Por isso, o fato de se adaptar aos seus contextos não deve ser
visto como desprestígio. As variações linguísticas existem e enriquecem
culturalmente uma língua, de modo que não podem ser considerada uma forma
errada de expressão.
A escrita de Monteiro Lobato, por exemplo, valoriza a oralidade,
uma vez que ele aproxima a sua literatura do público infantil. Para ter o
efeito que desejava, Lobato não deixou de escrever da forma como as pessoas se
expressam oralmente, acreditando no enriquecimento cultural inerente às
variações linguísticas.
b) “A correção da língua é um artificialismo, continuei
episcopalmente. O natural é a incorreção. Note que a gramática só se atreve a palpitar quando
escrevemos. Quando falamos, afasta-se para longe, de
forma oprimida.”
Questão 5
Alternativa correta: c) precisa enriquecer o repertório do
aluno, valorizando o seu conhecimento prévio e respeitando a sua cultura de
origem.
a) ERRADA. Ainda que a postura esteja mudando relativamente às
variações linguísticas, ainda existe preconceito linguístico na escola no que
respeita à linguagem das classes dominantes e a linguagem das classes
populares.
b) ERRADA. A norma-padrão é uma competência muito importante
para a comunicação. O fato de a escola ensinar dessa forma não pode limitar o
entendimento de que a língua está em constante evolução e que as variações
linguísticas são culturalmente enriquecedoras e, por isso, têm o seu prestígio.

TAREFAS A REALIZAR:
1. Responda com base no texto sobre variações linguísticas:
(a) De qual público Monteiro Lobato aproxima a sua literatura?
(b) Que alternativa é apontada como correta na Questão 5?
(c) Na Questão 5, como a justificativa da alternativa b) qualifica a norma-padrão?
2. Traduza para o inglês esta frase do texto sobre variações linguísticas: "A escrita de Monteiro Lobato, por exemplo, valoriza a oralidade, uma vez que ele aproxima a sua literatura do público infantil."
3. Prossiga o texto sobre variações linguísticas a partir da última frase apresentada.

SEÇÃO DE DADOS:
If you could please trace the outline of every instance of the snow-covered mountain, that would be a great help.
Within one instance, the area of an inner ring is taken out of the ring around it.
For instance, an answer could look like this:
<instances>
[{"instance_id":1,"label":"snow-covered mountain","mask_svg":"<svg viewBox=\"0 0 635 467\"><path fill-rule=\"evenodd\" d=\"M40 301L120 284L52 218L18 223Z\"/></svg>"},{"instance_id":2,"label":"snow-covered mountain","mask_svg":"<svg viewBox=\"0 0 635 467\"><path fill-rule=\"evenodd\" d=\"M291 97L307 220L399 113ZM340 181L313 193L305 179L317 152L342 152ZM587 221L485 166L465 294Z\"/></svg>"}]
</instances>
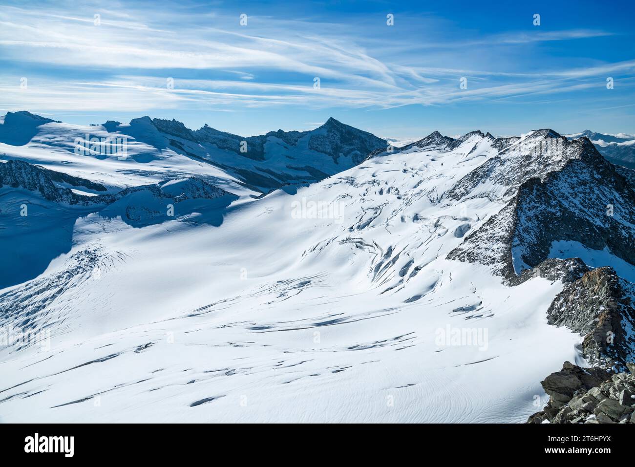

RESULTADOS ESPERADOS:
1.
(a) Do público infantil.
(b) A alternativa c): "precisa enriquecer o repertório do aluno, valorizando o seu conhecimento prévio e respeitando a sua cultura de origem."
(c) Como uma competência muito importante para a comunicação.

2. Monteiro Lobato's writing, for example, values orality, since he brings his literature closer to children.

3.
c) CORRETA. Para Bagno, as variações linguísticas merecem ser
prestigiadas, tal como o excerto mostra: "(...) é preciso levar em conta o
saber prévio dos estudantes, sua língua familiar e sua cultura característica,
para, a partir daí, ampliar seu repertório linguístico e cultural.".
d) ERRADA. A afirmação que consta nesta alternativa é contrária
às afirmações de Bagno relativamente às variações linguísticas, que acredita na
importância de abrir espaço para o repertório dos alunos e, a partir dele,
torná-lo mais amplo.
e) ERRADA. Para o linguista Marcos Bagno, valorizar o repertório
linguístico dos alunos é a forma mais adequada de ampliá-lo.
Questão 6
Alternativa correta: c) Não existe nenhuma justificativa ética,
política, pedagógica ou científica para continuar condenando como erros os usos
linguísticos que estão firmados no português brasileiro. (Bagno, 2007, p. 161.)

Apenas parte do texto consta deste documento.